GIVEN PASSAGE.
You are given positions of houses and heaters on a horizontal line, find out minimum radius of heaters so that all houses could be covered by those heaters.

So, your input will be the positions of houses and heaters seperately, and your expected output will be the minimum radius standard of heaters.

Note:
Numbers of houses and heaters you are given are non-negative and will not exceed 25000.
Positions of houses and heaters you are given are non-negative and will not exceed 10^9.
As long as a house is in the heaters’ warm radius range, it can be warmed.
All the heaters follow your radius standard and the warm radius will the same.
Example 1:

Input: [1,2,3],[2]
Output: 1
Explanation: The only heater was placed in the position 2, and if we use the radius 1 standard, then all the houses can be warmed.

Example 2:

Input: [1,2,3,4],[1,4]
Output: 1
Explanation: The two heater was placed in the position 1 and 4. We need to use radius 1 standard, then all the houses can be warm

2 pointer solution

Trick here is to sort both arrays, and keep the j index going on, because the distance from one house to a heater will only increases when the minimum has already been found, plus that i increases when j increases. So no need to go back and make this O(n^2), which will TLE.

And, we should think from the perspective of houses, not heaters. The test case has the situation that the heaters number doesn’t show in the houses array.

class Solution {
    public int findRadius(int[] houses, int[] heaters) {
        int max = 0, i=0, j=0;
        Arrays.sort(houses);
        Arrays.sort(heaters);

        while(i<houses.length){
            int dist = Integer.MAX_VALUE;
            while(j<heaters.length-1){
                if(Math.abs(heaters[j+1]-houses[i])>Math.abs(heaters[j]-houses[i])) break;
                j++;
            }

            dist=Math.abs(heaters[j]-houses[i]);
            max=Math.max(max,dist);
            i++;
        }
        return max;

    }
}

Binary search solution:

The idea is to leverage decent Arrays.binarySearch() function provided by Java.

RECORDS.

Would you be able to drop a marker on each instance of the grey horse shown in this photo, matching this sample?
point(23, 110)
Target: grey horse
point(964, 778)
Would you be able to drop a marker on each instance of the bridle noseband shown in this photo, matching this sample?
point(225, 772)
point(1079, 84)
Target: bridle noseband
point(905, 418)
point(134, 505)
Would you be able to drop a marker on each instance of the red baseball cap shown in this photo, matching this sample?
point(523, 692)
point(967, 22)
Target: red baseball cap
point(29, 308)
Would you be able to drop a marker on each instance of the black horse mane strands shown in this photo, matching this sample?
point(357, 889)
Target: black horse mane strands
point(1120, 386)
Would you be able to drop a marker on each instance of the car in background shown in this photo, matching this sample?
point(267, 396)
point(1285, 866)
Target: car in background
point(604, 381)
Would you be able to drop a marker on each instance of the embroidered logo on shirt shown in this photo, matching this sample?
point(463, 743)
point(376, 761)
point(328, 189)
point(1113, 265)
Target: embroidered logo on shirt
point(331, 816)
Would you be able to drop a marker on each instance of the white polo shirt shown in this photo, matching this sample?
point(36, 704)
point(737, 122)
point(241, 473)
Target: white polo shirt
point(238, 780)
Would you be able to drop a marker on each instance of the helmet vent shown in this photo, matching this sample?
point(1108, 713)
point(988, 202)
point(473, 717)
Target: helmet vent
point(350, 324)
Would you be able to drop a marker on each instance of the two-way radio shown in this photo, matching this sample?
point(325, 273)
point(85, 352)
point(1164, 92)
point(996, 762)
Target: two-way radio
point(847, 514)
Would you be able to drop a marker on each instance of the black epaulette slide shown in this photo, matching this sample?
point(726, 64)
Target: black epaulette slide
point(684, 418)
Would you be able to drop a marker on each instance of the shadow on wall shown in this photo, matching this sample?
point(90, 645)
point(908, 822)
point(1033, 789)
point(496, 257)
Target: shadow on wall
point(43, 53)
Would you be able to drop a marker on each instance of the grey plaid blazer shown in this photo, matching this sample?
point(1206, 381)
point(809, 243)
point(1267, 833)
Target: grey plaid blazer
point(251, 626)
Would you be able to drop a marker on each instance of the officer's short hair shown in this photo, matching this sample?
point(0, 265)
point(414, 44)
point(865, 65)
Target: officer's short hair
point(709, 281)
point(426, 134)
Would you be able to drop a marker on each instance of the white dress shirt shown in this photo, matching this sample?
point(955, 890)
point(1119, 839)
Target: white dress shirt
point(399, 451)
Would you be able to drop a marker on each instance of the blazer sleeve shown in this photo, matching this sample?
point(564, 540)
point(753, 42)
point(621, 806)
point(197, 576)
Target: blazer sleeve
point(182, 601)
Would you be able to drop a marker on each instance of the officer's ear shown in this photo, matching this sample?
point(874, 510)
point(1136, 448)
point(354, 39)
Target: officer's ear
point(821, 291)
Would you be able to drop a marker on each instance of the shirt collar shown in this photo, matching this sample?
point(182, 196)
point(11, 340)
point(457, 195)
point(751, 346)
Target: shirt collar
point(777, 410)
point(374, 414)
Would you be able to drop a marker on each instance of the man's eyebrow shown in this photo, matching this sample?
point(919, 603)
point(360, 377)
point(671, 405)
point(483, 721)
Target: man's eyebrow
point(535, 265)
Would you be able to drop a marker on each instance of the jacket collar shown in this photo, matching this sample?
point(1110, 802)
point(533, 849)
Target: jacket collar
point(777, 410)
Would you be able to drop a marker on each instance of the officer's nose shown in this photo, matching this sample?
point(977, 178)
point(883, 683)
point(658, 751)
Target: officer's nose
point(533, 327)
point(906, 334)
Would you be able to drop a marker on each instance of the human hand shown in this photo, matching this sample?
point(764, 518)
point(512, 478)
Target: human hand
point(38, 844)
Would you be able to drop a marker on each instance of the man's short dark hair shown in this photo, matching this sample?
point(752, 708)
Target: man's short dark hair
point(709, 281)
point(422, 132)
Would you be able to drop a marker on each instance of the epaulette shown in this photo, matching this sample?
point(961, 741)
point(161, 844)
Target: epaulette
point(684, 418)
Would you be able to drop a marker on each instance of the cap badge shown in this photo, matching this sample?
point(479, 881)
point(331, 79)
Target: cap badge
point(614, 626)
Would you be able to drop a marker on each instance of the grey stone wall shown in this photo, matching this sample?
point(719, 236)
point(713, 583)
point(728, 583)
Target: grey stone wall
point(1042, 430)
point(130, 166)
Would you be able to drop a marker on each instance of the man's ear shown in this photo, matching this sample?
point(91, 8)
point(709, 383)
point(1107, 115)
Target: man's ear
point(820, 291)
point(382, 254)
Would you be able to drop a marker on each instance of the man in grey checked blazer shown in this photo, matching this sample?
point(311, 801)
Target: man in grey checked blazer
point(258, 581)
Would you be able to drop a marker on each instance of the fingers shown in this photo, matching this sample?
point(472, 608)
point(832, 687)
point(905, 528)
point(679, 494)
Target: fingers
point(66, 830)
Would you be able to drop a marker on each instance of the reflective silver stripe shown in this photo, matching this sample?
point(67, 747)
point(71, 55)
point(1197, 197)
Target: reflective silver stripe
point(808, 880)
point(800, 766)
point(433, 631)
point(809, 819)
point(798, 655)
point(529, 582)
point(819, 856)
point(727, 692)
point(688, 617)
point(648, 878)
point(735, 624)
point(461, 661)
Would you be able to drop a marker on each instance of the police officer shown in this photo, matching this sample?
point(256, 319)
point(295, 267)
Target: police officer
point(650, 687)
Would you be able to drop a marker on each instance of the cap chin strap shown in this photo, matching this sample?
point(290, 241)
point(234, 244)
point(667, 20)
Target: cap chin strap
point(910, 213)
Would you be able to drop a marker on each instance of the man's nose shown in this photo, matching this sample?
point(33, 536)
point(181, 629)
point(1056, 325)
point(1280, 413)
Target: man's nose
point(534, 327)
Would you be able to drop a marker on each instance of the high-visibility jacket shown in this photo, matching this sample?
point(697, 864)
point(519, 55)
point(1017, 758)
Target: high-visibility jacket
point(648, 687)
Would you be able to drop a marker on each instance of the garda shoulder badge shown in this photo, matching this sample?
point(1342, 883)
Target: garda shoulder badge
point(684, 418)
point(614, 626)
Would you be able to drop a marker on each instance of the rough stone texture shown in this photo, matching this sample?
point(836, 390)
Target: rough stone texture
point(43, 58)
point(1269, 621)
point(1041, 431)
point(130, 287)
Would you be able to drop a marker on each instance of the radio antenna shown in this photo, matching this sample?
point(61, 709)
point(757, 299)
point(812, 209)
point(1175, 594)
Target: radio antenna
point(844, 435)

REQUIRED ACTIONS.
**A)** In the heater radius page, what is the largest value a house or heater position can have?
**B)** Reproduce the heater radius page word for word from "You are given positions" to "not exceed 10^9.".

RESULTS OF THE TASKS.
**A)** 10^9.

**B)**
You are given positions of houses and heaters on a horizontal line, find out minimum radius of heaters so that all houses could be covered by those heaters.

So, your input will be the positions of houses and heaters seperately, and your expected output will be the minimum radius standard of heaters.

Note:
Numbers of houses and heaters you are given are non-negative and will not exceed 25000.
Positions of houses and heaters you are given are non-negative and will not exceed 10^9.